→ Document section:
** BEGIN **

# Favorite pianists by composer



## cliftwood (Apr 17, 2014)

Rather than trying the impossible task of picking the single greatest pianist, it would be interesting to see our selections by their performances by composer. I'll try by naming my three for each..

Scarlatti...Babayan, Horowitz, DiBonaventura

Mozart...Wurtz, Zacharias, Goode

Beethoven...Serkin, Kuerti, Perahia

Brahms ...Fleisher, Lupu, Schiff

Schubert...Uchida, Richter, Brendel

Bach...Schiff, Hewitt, Perahia

Chopin...Perahia, Rubinstein, Ashkenazy

Debussy... Bavouzet, Thibaudet, Gieseking

Rachmaninoff..Richter, Ashkenazy, Gilels

Prokofiev..Bronfman, Richter, McDermott

Liszt...Hamelin, Argerich, Howard

Tchaikovsky...Argerich, Hough, Cliburn

Schumann...Schiff, Hamelin, Horowitz

Any other suggestions are welcome.

** END **

→ What you need to do:
1. In the forum post, which three pianists are listed for Debussy?
2. Set down word for word the part of the forum post that opens with "Rachmaninoff..Richter, Ashkenazy, Gilels" and closes with "suggestions are welcome.".

→ Given information:
** BEGIN **

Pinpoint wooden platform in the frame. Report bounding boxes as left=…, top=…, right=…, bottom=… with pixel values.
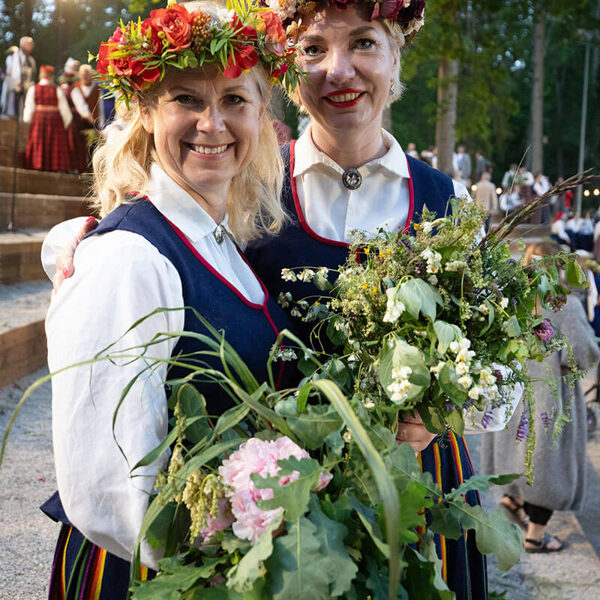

** END **

→ Answers to the tasks:
1. Bavouzet, Thibaudet, and Gieseking.

2.
Rachmaninoff..Richter, Ashkenazy, Gilels

Prokofiev..Bronfman, Richter, McDermott

Liszt...Hamelin, Argerich, Howard

Tchaikovsky...Argerich, Hough, Cliburn

Schumann...Schiff, Hamelin, Horowitz

Any other suggestions are welcome.